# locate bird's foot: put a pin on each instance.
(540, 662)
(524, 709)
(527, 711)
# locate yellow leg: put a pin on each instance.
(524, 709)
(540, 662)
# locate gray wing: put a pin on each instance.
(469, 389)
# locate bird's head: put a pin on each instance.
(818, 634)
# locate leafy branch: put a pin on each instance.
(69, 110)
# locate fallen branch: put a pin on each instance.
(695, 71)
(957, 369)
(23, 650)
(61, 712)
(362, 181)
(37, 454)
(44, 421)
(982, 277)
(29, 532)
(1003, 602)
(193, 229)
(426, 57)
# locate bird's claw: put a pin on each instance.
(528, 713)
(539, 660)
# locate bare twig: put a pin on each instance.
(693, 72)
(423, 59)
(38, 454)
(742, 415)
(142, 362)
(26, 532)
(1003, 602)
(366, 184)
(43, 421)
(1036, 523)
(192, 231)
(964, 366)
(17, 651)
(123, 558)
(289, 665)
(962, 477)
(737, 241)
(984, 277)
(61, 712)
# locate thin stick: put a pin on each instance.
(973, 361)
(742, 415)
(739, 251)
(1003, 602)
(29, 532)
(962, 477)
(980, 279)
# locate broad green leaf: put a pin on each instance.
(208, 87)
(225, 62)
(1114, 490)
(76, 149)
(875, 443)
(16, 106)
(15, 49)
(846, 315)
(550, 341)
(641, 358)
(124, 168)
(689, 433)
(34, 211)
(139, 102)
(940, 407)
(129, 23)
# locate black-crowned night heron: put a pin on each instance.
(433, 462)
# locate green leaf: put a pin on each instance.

Problem statement
Return only what runs from the line containing "# locate fallen" to the last line of the records above, both ends included, exactly as written.

Response to this exercise
# locate fallen branch: put a pin on each instance.
(695, 71)
(957, 369)
(23, 650)
(61, 712)
(362, 181)
(37, 454)
(44, 421)
(982, 277)
(29, 532)
(1003, 602)
(193, 229)
(426, 57)
# locate bird's claw: put a pin on each instance.
(528, 713)
(539, 660)
# locate bare twig: put a pin on each instance.
(693, 72)
(423, 59)
(38, 454)
(742, 415)
(142, 362)
(26, 532)
(1003, 602)
(366, 184)
(43, 421)
(1036, 523)
(192, 231)
(964, 366)
(17, 651)
(123, 558)
(289, 665)
(962, 477)
(737, 241)
(984, 277)
(61, 712)
# locate thin stick: put a pin on each instance.
(973, 361)
(742, 415)
(739, 251)
(1003, 602)
(29, 532)
(962, 477)
(980, 279)
# locate broad green leaf: put a pin on each instance.
(208, 87)
(225, 62)
(1114, 490)
(76, 149)
(875, 443)
(16, 106)
(15, 49)
(846, 315)
(550, 341)
(641, 358)
(124, 168)
(689, 433)
(34, 211)
(139, 102)
(940, 407)
(129, 23)
# locate black-crowned night heron: put a pin on each instance.
(433, 462)
# locate green leaf: put a pin on each instance.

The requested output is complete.